Give the records again in full, exactly as written.

:: Input data

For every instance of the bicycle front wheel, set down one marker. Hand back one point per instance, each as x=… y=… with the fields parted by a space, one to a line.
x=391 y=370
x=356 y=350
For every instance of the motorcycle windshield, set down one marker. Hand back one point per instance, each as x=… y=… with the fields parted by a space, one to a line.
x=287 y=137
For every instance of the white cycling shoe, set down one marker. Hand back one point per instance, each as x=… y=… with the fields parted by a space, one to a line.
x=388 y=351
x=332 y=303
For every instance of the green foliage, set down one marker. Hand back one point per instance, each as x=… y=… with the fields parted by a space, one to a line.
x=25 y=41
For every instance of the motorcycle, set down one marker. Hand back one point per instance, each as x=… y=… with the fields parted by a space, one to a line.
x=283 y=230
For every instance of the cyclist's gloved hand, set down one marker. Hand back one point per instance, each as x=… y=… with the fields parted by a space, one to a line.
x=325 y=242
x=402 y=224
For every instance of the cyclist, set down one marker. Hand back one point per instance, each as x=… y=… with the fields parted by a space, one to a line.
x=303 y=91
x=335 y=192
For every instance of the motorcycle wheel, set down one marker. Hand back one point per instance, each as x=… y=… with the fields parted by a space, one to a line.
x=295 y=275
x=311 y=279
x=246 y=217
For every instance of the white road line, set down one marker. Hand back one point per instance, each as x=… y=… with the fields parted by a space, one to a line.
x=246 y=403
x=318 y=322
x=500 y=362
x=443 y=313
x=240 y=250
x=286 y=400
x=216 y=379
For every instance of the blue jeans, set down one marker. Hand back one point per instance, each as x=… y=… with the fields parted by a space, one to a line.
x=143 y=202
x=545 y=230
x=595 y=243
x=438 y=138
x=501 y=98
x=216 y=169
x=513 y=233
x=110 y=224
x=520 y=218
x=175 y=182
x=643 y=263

::::

§ **Response area**:
For every instance of the bicycle front wheel, set down one marker. Hand back one point per instance, each as x=… y=… with the fields parted by a space, one to a line.
x=391 y=370
x=356 y=350
For every instance of the motorcycle windshield, set down one marker. Hand back one point per instance, each as x=… y=… with the fields parted by a space, one to a line.
x=287 y=137
For every instance of the white cycling shoe, set down one marker. Hand back one point per instance, each as x=… y=… with the fields parted by a space, one to a line.
x=388 y=351
x=332 y=303
For every instance of the green foliage, set down one marker. Hand back one point per instance, each as x=… y=… with the fields parted by a space, one to a line.
x=25 y=41
For every instance of the motorcycle, set down one marker. Hand back one point per instance, each as x=… y=… with the fields parted by a space, one to a line.
x=283 y=230
For every instance of the cyclist's gloved hand, set down one marker. Hand back one point per instance, each as x=… y=… with the fields parted by a space, one to a line.
x=325 y=242
x=402 y=224
For every instance of the cyclist, set down one marker. Hand back one point per instance, each as x=… y=… with the fields parted by a space, one to a line.
x=303 y=91
x=335 y=192
For every instance of the motorcycle wheel, set down one marker. Hand back one point per instance, each as x=… y=… with the fields parted by a space, one to a line.
x=295 y=275
x=311 y=279
x=246 y=217
For every instance of the white road line, set down one marker. Hand back one point per instance, each as x=… y=… with the fields parted by a space, one to a line.
x=246 y=403
x=318 y=322
x=500 y=362
x=443 y=313
x=240 y=250
x=286 y=400
x=216 y=379
For every instance of the blue jeans, set down one marker. Hand back one point per instance, each as x=… y=… with the fields parted by a space, one to a line.
x=143 y=202
x=545 y=230
x=595 y=243
x=438 y=138
x=501 y=98
x=216 y=169
x=513 y=233
x=110 y=224
x=520 y=218
x=175 y=182
x=643 y=263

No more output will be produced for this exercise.